Exercise set:
**A)** Summarize the passage on the Arizona governor's race town hall in two sentences.
**B)** Answer these questions using the passage on the Arizona governor's race town hall.
(i) At what time and on what day does the event air, by Arizona time?
(ii) How many people watched as organizers addressed Lake?
(iii) Who did Lake leave behind when she complied?
== Excerpt to read
Democrat Katie Hobbs won’t debate her opponent in Arizona’s race for governor, yet Republican Kari Lake tried to make it happen at a candidate town hall that organizers say she disrupted.
Under the agreed-upon rules for the pre-recorded event, which was taped Monday and airs at 7 p.m. Saturday Arizona time, the candidates were not supposed to be onstage at the same time and Hobbs was supposed to go first.
But a problem arose before Hobbs even took the stage: Lake was sitting in the front row, in the direct line of sight of where her opponent would sit.
As a crowd of more than 200 watched, organizers said Lake was supposed to be in a holding room under the rules, a copy of which they refused to provide to NBC News. Lake protested, saying she was unaware of that rule and said Hobbs should come out and debate her. Hobbs didn’t.
After several minutes, Lake complied, leaving behind her campaign surrogate, Mexican telenovela star Eduardo Verástegui.
====
== Raw data
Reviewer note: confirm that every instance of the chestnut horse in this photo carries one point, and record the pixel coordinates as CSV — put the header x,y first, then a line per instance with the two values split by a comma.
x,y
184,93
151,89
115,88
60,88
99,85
====
Worked answers:
**A)** Republican Kari Lake sat in the front row at a pre-recorded candidate town hall, although the agreed rules kept the candidates off the stage at the same time and had Democrat Katie Hobbs going first. Organizers said Lake belonged in a holding room; she protested that she was unaware of that rule and urged Hobbs to debate her, then complied after several minutes.

**B)**
(i) At 7 p.m. Saturday.
(ii) More than 200.
(iii) Her campaign surrogate, Mexican telenovela star Eduardo Verástegui.